Readers know they can count on Robin Cook for a thriller that never lets up in intensity until the final page, and Vector is no different. It's a true page-turner, with a little levity thrown in for good measure.
Yuri Davydov is a Russian emigre who drives a cab in New York City. He hates it. He has also begun to hate his adopted country because he believes it has denied him his slice of the American Dream. He is snarled at by customers, ignored by other drivers, and pushed to near distraction by his wife, a compulsive eater and chronic complainer.
Davydov has the skills to strike out at the whole world. In his homeland, he was a technician in the Soviet biological weapons program his last assignment being at a plant identified only as Vector.
He falls in with a couple of firemen named Curt and Steve who find out about Davydov's capabilities. They have a deadly project of their own they want to blow up a federal building. Davydov would simply like to release anthrax in Central Park and kill a few thousand people.
He has already experimented on a few poor-tipping fares and sundry other souls. Now, at the behest of Curt and Steve, Davydov decides that his wife must be killed for security reasons so he kills her.

* _SUPPLIED INFORMATION_:
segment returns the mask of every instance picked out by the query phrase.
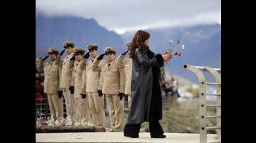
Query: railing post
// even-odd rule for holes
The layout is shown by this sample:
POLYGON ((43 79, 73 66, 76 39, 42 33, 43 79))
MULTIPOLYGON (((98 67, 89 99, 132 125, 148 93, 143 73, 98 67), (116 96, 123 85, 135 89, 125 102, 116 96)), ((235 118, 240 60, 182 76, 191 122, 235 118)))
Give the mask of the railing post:
POLYGON ((206 82, 202 72, 190 65, 184 65, 184 68, 194 73, 199 80, 199 115, 200 115, 200 142, 207 142, 206 124, 206 82))
MULTIPOLYGON (((217 86, 216 95, 220 95, 217 96, 217 104, 221 105, 221 77, 219 73, 209 67, 205 67, 207 71, 210 72, 215 79, 216 83, 220 84, 217 86)), ((216 116, 221 116, 221 106, 216 107, 216 116)), ((217 126, 221 127, 221 117, 217 118, 217 126)), ((217 139, 221 140, 221 129, 217 129, 217 139)))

* _ABOUT THIS TASK_: Resume the review of the novel Vector, picking up right after its last sentence.

* _SOLVED PROBLEM_:
In the meantime, Drs. Jack Stapleton and Laurie Montgomery begin to witness some rather curious things in their capacity as forensic pathologists, including the fact that a young, reasonably healthy black woman is dead of respiratory failure. She is Yuri Davydov's wife. But before Stapleton can get through the bureaucracy to request permission for an autopsy, she is cremated.
Stapleton begins to think that a series of curious coincidences is really a string of murders, but nobody except Laurie believes him; his superiors and colleagues are skeptical. Some think Stapleton is off his rocker, to put it mildly.
It becomes a race against time for Jack and Laurie to solve what amounts to a jigsaw puzzle with lots of missing pieces. If they do not, thousands may die in a city most vulnerable to biological weapons. Cook has a super-charged story to tell, and as usual, he tells it very well. Lloyd Armour is a retired newspaper editor.